Can you rewrite every line of the records below as a Markdown table with the columns "Row" and "Line," numbering each row, skipping blank lines, and omitting the pictures?

_Source material_
□ □ □ □ □

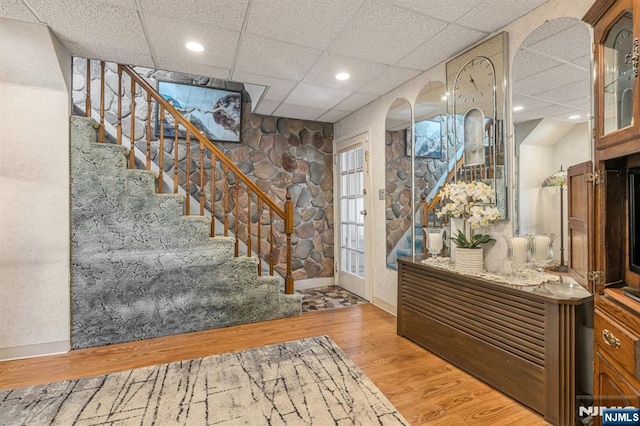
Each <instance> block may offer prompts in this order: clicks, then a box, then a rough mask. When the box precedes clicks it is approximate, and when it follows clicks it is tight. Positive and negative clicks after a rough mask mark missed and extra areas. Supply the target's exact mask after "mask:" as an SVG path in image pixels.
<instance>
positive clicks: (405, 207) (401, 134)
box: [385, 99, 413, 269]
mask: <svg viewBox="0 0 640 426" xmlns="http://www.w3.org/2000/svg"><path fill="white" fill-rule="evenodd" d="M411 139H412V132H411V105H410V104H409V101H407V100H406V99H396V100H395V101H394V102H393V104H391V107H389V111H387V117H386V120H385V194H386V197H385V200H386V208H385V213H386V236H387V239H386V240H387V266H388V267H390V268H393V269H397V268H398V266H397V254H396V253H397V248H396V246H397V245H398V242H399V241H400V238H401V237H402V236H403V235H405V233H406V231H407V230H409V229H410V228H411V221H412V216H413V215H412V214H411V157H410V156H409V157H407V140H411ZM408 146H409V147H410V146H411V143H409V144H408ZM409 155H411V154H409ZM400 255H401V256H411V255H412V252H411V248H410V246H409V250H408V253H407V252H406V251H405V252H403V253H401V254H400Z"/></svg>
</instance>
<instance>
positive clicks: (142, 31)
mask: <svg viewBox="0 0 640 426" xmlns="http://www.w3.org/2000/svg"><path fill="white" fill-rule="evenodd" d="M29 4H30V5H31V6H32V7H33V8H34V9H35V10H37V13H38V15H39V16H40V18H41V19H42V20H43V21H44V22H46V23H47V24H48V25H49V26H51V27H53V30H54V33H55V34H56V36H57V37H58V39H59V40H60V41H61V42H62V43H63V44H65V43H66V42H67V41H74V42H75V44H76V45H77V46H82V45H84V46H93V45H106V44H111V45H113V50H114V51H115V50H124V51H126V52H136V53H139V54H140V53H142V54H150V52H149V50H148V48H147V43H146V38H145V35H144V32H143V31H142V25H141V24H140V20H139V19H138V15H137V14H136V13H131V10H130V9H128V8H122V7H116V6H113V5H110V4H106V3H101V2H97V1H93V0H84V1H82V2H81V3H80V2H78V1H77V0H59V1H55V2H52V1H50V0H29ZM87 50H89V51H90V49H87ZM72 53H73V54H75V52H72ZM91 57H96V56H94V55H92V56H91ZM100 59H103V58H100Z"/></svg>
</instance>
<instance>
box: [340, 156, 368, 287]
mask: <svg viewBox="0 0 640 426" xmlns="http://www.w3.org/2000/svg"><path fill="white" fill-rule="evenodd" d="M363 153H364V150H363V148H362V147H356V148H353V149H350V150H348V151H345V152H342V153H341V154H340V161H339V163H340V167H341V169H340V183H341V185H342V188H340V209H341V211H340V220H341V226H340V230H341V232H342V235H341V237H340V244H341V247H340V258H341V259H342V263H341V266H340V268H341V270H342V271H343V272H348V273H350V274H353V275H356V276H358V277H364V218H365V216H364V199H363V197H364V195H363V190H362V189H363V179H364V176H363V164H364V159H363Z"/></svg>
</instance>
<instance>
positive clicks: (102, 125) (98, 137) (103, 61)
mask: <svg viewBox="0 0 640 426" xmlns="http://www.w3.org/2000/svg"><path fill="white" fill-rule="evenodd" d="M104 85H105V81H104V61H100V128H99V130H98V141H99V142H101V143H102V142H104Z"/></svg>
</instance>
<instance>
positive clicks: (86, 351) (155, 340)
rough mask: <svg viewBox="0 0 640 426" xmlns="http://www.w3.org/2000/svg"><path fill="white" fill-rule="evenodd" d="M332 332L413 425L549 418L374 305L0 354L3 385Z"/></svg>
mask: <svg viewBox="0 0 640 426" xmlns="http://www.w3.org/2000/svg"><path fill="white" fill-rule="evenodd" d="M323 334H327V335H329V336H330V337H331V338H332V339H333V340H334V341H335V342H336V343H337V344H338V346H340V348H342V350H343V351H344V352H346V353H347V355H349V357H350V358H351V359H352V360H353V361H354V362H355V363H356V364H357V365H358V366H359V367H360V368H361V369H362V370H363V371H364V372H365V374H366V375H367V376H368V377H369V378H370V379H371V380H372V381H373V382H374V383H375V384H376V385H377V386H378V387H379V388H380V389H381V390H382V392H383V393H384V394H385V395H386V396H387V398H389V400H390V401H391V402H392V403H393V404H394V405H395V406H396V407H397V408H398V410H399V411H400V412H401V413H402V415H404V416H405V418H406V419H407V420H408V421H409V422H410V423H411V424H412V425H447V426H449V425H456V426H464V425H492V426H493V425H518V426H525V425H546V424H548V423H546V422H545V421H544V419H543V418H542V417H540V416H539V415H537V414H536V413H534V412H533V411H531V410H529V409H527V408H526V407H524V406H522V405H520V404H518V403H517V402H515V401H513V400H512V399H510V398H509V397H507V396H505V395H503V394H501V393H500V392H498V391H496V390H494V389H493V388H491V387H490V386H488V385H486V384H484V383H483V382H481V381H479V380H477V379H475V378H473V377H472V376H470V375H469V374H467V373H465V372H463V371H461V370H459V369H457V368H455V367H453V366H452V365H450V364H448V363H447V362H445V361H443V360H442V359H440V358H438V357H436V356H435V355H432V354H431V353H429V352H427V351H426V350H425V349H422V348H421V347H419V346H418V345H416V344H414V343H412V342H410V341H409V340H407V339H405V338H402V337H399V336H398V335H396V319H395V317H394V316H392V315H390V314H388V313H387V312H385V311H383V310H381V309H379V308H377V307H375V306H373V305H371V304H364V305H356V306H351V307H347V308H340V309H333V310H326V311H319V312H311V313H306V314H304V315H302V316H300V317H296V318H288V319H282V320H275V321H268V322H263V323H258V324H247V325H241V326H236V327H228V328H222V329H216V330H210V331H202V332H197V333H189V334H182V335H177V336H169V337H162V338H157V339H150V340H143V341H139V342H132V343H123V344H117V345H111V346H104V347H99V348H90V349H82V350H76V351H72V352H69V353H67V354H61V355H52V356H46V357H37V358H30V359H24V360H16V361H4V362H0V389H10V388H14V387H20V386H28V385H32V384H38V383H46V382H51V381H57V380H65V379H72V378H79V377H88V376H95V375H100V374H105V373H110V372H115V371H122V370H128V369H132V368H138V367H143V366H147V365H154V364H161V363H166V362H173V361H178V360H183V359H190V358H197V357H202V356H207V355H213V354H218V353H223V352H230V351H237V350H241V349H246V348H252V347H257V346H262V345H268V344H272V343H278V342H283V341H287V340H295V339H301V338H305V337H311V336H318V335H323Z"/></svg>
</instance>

□ □ □ □ □

_Task output_
| Row | Line |
|---|---|
| 1 | Each <instance> block may offer prompts in this order: clicks, then a box, then a rough mask. When the box precedes clicks it is approximate, and when it follows clicks it is tight. Positive and negative clicks after a rough mask mark missed and extra areas. Supply the target's exact mask after "mask:" as an SVG path in image pixels. |
| 2 | <instance> |
| 3 | positive clicks: (405, 207) (401, 134) |
| 4 | box: [385, 99, 413, 269] |
| 5 | mask: <svg viewBox="0 0 640 426" xmlns="http://www.w3.org/2000/svg"><path fill="white" fill-rule="evenodd" d="M411 139H412V132H411V105H410V104H409V101H407V100H406V99H396V100H395V101H394V102H393V104H391V107H389V111H387V117H386V120H385V194H386V197H385V200H386V208H385V213H386V236H387V239H386V240H387V266H388V267H390V268H393V269H397V268H398V266H397V254H396V253H397V248H396V246H397V245H398V242H399V241H400V238H401V237H402V236H403V235H405V233H406V231H407V230H409V229H410V228H411V221H412V216H413V215H412V214H411V157H410V156H409V157H407V140H411ZM408 146H409V147H410V146H411V143H409V144H408ZM409 155H411V154H409ZM400 255H401V256H411V255H412V252H411V248H410V246H409V250H408V253H407V252H406V251H405V252H403V253H401V254H400Z"/></svg> |
| 6 | </instance> |
| 7 | <instance> |
| 8 | positive clicks: (142, 31) |
| 9 | mask: <svg viewBox="0 0 640 426" xmlns="http://www.w3.org/2000/svg"><path fill="white" fill-rule="evenodd" d="M29 4H30V5H31V6H32V7H33V8H34V9H35V10H37V13H38V15H39V16H40V18H41V19H42V20H43V21H44V22H46V23H47V24H48V25H49V26H51V27H53V30H54V33H55V34H56V36H57V37H58V39H59V40H60V41H61V42H62V43H63V44H65V43H66V42H67V41H74V42H75V44H76V45H77V46H82V45H84V46H93V45H106V44H111V45H113V50H114V51H115V50H124V51H126V52H136V53H139V54H140V53H142V54H150V52H149V50H148V48H147V43H146V38H145V35H144V32H143V31H142V25H141V24H140V20H139V19H138V15H137V14H136V13H131V10H130V9H128V8H122V7H116V6H113V5H110V4H106V3H101V2H97V1H93V0H84V1H82V2H81V3H80V2H78V1H77V0H59V1H55V2H52V1H50V0H29ZM87 50H89V51H90V49H87ZM72 53H73V54H75V52H72ZM91 57H96V56H94V55H92V56H91ZM100 59H103V58H100Z"/></svg> |
| 10 | </instance> |
| 11 | <instance> |
| 12 | box: [340, 156, 368, 287] |
| 13 | mask: <svg viewBox="0 0 640 426" xmlns="http://www.w3.org/2000/svg"><path fill="white" fill-rule="evenodd" d="M363 153H364V150H363V148H362V147H356V148H353V149H350V150H348V151H345V152H342V153H341V154H340V161H339V163H340V167H341V169H340V183H341V185H342V188H340V209H341V211H340V220H341V226H340V230H341V232H342V235H341V237H340V244H341V247H340V258H341V259H342V263H341V266H340V268H341V270H342V271H343V272H348V273H350V274H353V275H356V276H358V277H364V218H365V216H364V199H363V197H364V195H363V190H362V189H363V179H364V176H363V164H364V159H363Z"/></svg> |
| 14 | </instance> |
| 15 | <instance> |
| 16 | positive clicks: (102, 125) (98, 137) (103, 61) |
| 17 | mask: <svg viewBox="0 0 640 426" xmlns="http://www.w3.org/2000/svg"><path fill="white" fill-rule="evenodd" d="M104 85H105V81H104V61H100V128H99V130H98V141H99V142H101V143H102V142H104Z"/></svg> |
| 18 | </instance> |
| 19 | <instance> |
| 20 | positive clicks: (86, 351) (155, 340) |
| 21 | rough mask: <svg viewBox="0 0 640 426" xmlns="http://www.w3.org/2000/svg"><path fill="white" fill-rule="evenodd" d="M332 332L413 425L549 418L374 305L0 354L3 385Z"/></svg> |
| 22 | mask: <svg viewBox="0 0 640 426" xmlns="http://www.w3.org/2000/svg"><path fill="white" fill-rule="evenodd" d="M323 334H327V335H329V336H330V337H331V338H332V339H333V340H334V341H335V342H336V343H337V344H338V346H340V348H342V350H343V351H344V352H346V353H347V355H349V357H350V358H351V359H352V360H353V361H354V362H355V363H356V364H357V365H358V366H359V367H360V368H361V369H362V370H363V371H364V372H365V374H366V375H367V376H368V377H369V378H370V379H371V380H372V381H373V382H374V383H375V384H376V385H377V386H378V387H379V388H380V389H381V390H382V392H383V393H384V394H385V395H386V396H387V398H389V400H390V401H391V402H392V403H393V404H394V405H395V406H396V407H397V408H398V410H399V411H400V412H401V413H402V415H404V416H405V418H406V419H407V420H408V421H409V422H410V423H411V424H412V425H447V426H449V425H456V426H464V425H492V426H493V425H518V426H525V425H546V424H548V423H546V422H545V421H544V419H543V418H542V417H540V416H539V415H537V414H536V413H534V412H533V411H531V410H529V409H527V408H526V407H524V406H522V405H520V404H518V403H517V402H515V401H513V400H512V399H510V398H509V397H507V396H505V395H503V394H501V393H500V392H498V391H496V390H494V389H493V388H491V387H490V386H488V385H486V384H484V383H483V382H481V381H479V380H477V379H475V378H473V377H472V376H470V375H469V374H467V373H465V372H463V371H461V370H459V369H457V368H455V367H453V366H452V365H450V364H448V363H447V362H445V361H443V360H442V359H440V358H438V357H436V356H435V355H432V354H431V353H429V352H427V351H426V350H425V349H422V348H421V347H419V346H418V345H416V344H414V343H412V342H410V341H409V340H407V339H405V338H402V337H399V336H398V335H396V319H395V317H394V316H392V315H390V314H388V313H387V312H385V311H383V310H381V309H379V308H377V307H375V306H373V305H371V304H364V305H356V306H351V307H347V308H340V309H333V310H326V311H319V312H311V313H306V314H304V315H302V316H300V317H296V318H288V319H282V320H275V321H268V322H263V323H258V324H247V325H241V326H236V327H228V328H222V329H216V330H210V331H202V332H197V333H189V334H182V335H177V336H169V337H162V338H157V339H150V340H143V341H139V342H132V343H123V344H117V345H111V346H104V347H99V348H90V349H82V350H76V351H72V352H69V353H67V354H61V355H52V356H46V357H37V358H30V359H24V360H16V361H4V362H0V389H10V388H14V387H20V386H28V385H32V384H38V383H46V382H51V381H57V380H65V379H72V378H79V377H88V376H95V375H100V374H105V373H110V372H115V371H122V370H128V369H132V368H138V367H143V366H147V365H154V364H161V363H166V362H173V361H178V360H183V359H190V358H197V357H202V356H207V355H213V354H218V353H223V352H230V351H237V350H241V349H246V348H252V347H257V346H262V345H268V344H272V343H278V342H283V341H287V340H295V339H301V338H305V337H311V336H318V335H323Z"/></svg> |
| 23 | </instance> |